Work instructions
Retype the part of the text on Mehanna's career and research starting at "Personalised treatment approaches: His" and ending at "under patent application.", keeping every word and mark unchanged.

** Text for analysis follows **

He joined the University of Birmingham in 2012 as Professor of Head and Neck Surgery in the Institute of Cancer and Genomic Sciences. He became Director of the Institute of Head and Neck Studies and Education (InHANSE).

From 2020 to 2025, he served as Deputy Pro Vice-Chancellor for Interdisciplinary Research at the University of Birmingham, where he oversaw the development and coordination of research strategy across the institution’s five colleges. He previously directed the Institute for Global Innovation from 2018 to 2022 and the Institute of Advanced Studies from 2019 to 2022. He also served as the College of Medical and Dental Sciences’ Director of Business Engagement from 2014 to 2017.

== Research ==
Mehanna’s research focuses on the epidemiology, prevention, and management of head and neck cancer, with particular emphasis on HPV-associated oropharyngeal cancer (HPV-associated OPC). His clinical trials and translational research have informed head and neck cancer practice guidelines internationally, with impact reflected in national and multinational guideline updates across the USA, UK, Europe, and Asia.

His research interests include:

Epidemiology and prevention of HPV-associated OPC: Mehanna has contributed to studies examining the rising incidence and geographical variation of HPV-associated oropharyngeal cancer. He has also led research assessing the effectiveness of HPV vaccination in preventing oral HPV infection.

Development and evaluation of treatments: He has led several multinational randomised trials—including PET-NECK (New England Journal of Medicine, 2016) and De-ESCALaTE HPV (The Lancet, 2019)—which evaluated treatment strategies for HPV-related head and neck cancer, including chemotherapy selection and PET-CT–guided reductions in routine neck dissection.

Personalised treatment approaches: His work includes the EPIC international study, published in The Lancet Oncology (2023), investigating diagnostic approaches for HPV-associated OPC. Mehanna has also contributed to the development of prognostic and predictive molecular biomarkers, including the PredICTR and CorrelaTE classifiers, some of which are under patent application.

Artificial intelligence and real-world data: Mehanna has collaborated on early applications of artificial intelligence and machine learning in head and neck cancer, including the development of algorithms for automated diagnosis and risk stratification. He leads TacTIC, the first multinational trial evaluating AI-supported approaches in head and neck cancer.

** End of Text for analysis **
** Entries supplied follows **

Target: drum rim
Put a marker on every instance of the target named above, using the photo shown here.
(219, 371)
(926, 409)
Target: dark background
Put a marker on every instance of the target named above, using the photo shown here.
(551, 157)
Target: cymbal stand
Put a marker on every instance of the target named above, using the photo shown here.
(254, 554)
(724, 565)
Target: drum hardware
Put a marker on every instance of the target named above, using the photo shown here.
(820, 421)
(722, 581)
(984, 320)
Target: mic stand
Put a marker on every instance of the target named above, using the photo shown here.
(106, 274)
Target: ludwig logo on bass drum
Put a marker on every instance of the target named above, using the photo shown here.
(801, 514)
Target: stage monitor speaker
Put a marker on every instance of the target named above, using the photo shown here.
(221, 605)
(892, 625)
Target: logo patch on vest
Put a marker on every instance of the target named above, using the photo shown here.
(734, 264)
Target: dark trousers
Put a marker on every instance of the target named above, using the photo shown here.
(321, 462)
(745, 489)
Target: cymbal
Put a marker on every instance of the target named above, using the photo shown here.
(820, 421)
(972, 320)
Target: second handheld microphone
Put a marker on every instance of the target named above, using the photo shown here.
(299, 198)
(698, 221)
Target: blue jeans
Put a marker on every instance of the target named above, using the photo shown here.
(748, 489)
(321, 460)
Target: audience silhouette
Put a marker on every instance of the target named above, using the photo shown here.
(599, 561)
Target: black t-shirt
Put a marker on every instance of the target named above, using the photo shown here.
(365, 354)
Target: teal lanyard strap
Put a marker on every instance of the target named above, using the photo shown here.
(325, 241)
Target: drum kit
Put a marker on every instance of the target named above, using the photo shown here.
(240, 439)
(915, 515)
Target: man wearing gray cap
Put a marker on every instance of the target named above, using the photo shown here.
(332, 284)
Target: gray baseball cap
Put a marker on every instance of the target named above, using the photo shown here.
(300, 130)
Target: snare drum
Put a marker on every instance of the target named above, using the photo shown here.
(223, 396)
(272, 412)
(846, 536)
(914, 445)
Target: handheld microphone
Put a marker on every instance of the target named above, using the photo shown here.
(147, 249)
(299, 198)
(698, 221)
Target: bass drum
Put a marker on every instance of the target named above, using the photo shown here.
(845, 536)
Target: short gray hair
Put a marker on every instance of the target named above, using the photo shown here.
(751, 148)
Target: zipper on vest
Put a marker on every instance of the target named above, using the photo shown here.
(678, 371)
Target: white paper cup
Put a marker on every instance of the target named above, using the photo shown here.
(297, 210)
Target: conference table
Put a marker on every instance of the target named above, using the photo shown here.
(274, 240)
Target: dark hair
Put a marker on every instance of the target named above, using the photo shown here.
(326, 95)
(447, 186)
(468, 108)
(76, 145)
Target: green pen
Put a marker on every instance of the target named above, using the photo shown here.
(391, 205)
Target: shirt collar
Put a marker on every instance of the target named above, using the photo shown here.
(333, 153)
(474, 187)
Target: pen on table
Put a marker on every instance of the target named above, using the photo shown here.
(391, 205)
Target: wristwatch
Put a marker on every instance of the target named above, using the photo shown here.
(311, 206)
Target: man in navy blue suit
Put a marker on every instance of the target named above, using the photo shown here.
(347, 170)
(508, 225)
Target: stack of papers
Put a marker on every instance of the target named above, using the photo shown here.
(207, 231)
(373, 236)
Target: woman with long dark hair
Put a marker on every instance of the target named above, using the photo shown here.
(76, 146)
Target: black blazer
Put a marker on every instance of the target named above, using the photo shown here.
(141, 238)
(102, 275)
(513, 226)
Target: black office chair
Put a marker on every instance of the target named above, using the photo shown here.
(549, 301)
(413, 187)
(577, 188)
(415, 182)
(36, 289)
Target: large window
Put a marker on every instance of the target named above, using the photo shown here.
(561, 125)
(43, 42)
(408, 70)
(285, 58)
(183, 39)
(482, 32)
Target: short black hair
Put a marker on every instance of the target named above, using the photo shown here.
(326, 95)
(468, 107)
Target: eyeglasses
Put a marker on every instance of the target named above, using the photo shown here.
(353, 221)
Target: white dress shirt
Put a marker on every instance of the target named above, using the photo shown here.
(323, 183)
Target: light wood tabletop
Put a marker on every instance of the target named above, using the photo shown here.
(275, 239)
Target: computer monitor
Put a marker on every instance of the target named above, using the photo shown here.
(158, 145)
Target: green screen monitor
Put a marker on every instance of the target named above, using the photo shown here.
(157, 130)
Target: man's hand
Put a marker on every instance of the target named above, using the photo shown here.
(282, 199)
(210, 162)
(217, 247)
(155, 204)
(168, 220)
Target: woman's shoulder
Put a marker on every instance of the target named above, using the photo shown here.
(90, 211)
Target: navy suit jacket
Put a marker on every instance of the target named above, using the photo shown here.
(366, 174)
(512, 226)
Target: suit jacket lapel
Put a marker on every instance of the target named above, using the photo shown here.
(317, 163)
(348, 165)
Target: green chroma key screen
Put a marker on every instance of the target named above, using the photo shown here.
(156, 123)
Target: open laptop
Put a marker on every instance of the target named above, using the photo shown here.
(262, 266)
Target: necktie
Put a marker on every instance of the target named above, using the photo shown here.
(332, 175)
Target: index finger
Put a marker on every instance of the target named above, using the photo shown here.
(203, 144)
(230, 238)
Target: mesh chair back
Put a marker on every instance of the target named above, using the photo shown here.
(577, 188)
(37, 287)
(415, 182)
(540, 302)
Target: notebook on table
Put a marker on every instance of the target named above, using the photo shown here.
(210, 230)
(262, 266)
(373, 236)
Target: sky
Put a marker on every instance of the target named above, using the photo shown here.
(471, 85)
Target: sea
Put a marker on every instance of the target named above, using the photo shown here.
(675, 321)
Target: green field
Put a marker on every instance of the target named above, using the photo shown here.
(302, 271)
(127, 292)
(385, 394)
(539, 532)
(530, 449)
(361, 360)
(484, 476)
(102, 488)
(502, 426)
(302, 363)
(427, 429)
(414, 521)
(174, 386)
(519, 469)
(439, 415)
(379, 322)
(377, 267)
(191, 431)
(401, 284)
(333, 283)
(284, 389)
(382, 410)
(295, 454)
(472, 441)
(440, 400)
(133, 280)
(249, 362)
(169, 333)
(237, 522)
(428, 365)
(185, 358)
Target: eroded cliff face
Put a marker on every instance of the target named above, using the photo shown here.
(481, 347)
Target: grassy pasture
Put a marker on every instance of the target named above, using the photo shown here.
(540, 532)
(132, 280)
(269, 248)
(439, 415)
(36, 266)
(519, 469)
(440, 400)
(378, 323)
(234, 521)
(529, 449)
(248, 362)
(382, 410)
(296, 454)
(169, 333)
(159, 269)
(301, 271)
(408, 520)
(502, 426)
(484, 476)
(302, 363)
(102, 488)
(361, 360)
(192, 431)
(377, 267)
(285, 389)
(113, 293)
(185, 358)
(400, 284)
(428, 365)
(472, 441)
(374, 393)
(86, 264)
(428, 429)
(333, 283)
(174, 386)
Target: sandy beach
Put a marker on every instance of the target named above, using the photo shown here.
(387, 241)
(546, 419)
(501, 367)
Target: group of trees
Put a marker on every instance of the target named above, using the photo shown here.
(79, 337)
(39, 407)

** End of Entries supplied **

Written answer
Personalised treatment approaches: His work includes the EPIC international study, published in The Lancet Oncology (2023), investigating diagnostic approaches for HPV-associated OPC. Mehanna has also contributed to the development of prognostic and predictive molecular biomarkers, including the PredICTR and CorrelaTE classifiers, some of which are under patent application.